§ **Text zur Analyse**
◆ ◆ ◆ ◆

Das Forschungsprojekt fragt nach den Verbindungen zwischen Formen des zivilgesellschaftlichen Engagements und der Entstehung neuer Konsumformen, die als Ausdruck einer auf globalgesellschaftliche Probleme gerichteten Strategie der „Moralisierung des Alltags“ interpretiert werden können. Dabei folgt die Arbeit der These, dass sich die genannten Phänomene in eine Ambivalenz zwischen Konsumkritik und Konsumstil einordnen lassen. Während auf diskursiver Ebene eine Kritik an der westlichen „Konsum- und Überflussgesellschaft“ als Ausgangspunkt des gesellschaftlichen Protestes fungierte, lässt sich auf praxeologischer Ebene eine sukzessive Überführung dieser Kritik in neue, als alternativ inszenierte Konsumpraktiken nachvollziehen.

Das Forschungsvorhaben untersucht diese Phänomene anhand von drei Fallbeispielen: 1.) der Bedeutung von Konsumpraktiken in Menschenrechtskampagnen der 1970er und 1980er Jahre, 2.) der Entwicklung des „fairen Handels“ vom Medium der Kritik globaler Handelsbeziehungen zu einem eigenständigen Markt- und Konsumsegment und 3.) dem Markt für „ökologische“ Produkte, auf dem sich Diskurse über globalökologische Krisenszenarien in ein breit gefächertes Konsumangebot übersetzten.

◆ ◆ ◆ ◆

§ **Aufgeführte Zeilen**
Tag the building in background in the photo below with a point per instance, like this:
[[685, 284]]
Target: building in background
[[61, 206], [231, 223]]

◆ ◆ ◆ ◆

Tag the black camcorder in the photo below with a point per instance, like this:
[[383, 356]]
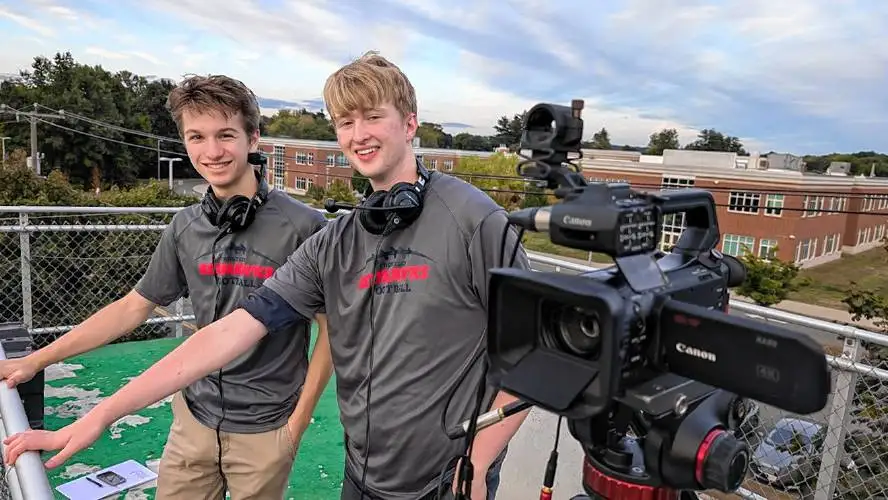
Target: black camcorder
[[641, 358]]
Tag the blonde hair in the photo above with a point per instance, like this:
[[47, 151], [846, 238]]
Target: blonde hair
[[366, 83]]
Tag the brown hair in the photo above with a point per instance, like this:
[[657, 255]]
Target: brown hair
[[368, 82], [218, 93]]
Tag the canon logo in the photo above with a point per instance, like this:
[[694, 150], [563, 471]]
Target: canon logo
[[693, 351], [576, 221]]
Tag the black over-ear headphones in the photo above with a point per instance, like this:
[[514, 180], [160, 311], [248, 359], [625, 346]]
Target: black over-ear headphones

◆ ◆ ◆ ◆

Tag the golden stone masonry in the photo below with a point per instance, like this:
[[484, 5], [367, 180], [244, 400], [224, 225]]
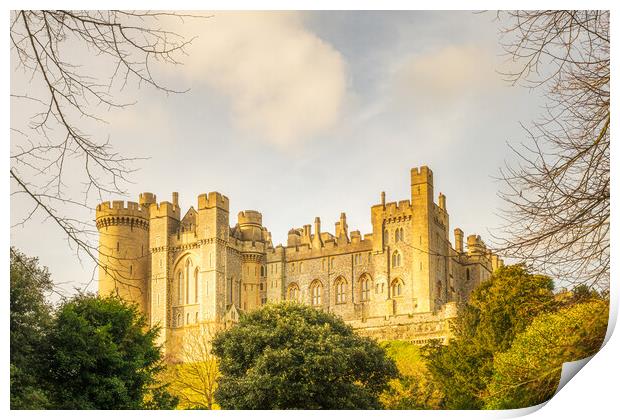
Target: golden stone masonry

◆ ◆ ◆ ◆

§ **Arbeitsfragen**
1. Ändern Sie im Text zur Analyse den Abschnitt, der mit den Worten „Das Forschungsvorhaben untersucht“ beginnt und mit „gefächertes Konsumangebot übersetzten.“ schließt, und ersetzen Sie darin „Forschungsvorhaben“ durch „Forschungsprojekt“.
2. Beantworten Sie anhand des Textes zur Analyse die folgenden Fragen:
(a) Welcher These folgt die Arbeit?
(b) Was fungierte auf diskursiver Ebene als Ausgangspunkt des gesellschaftlichen Protestes?
(c) Aus welchen Jahrzehnten stammen die Menschenrechtskampagnen im ersten Fallbeispiel?

§ **Geordnete Antworten**
1.
Das Forschungsprojekt untersucht diese Phänomene anhand von drei Fallbeispielen: 1.) der Bedeutung von Konsumpraktiken in Menschenrechtskampagnen der 1970er und 1980er Jahre, 2.) der Entwicklung des „fairen Handels“ vom Medium der Kritik globaler Handelsbeziehungen zu einem eigenständigen Markt- und Konsumsegment und 3.) dem Markt für „ökologische“ Produkte, auf dem sich Diskurse über globalökologische Krisenszenarien in ein breit gefächertes Konsumangebot übersetzten.

2.
(a) Die genannten Phänomene lassen sich in eine Ambivalenz zwischen Konsumkritik und Konsumstil einordnen.
(b) Eine Kritik an der westlichen „Konsum- und Überflussgesellschaft“.
(c) Aus den 1970er und 1980er Jahren.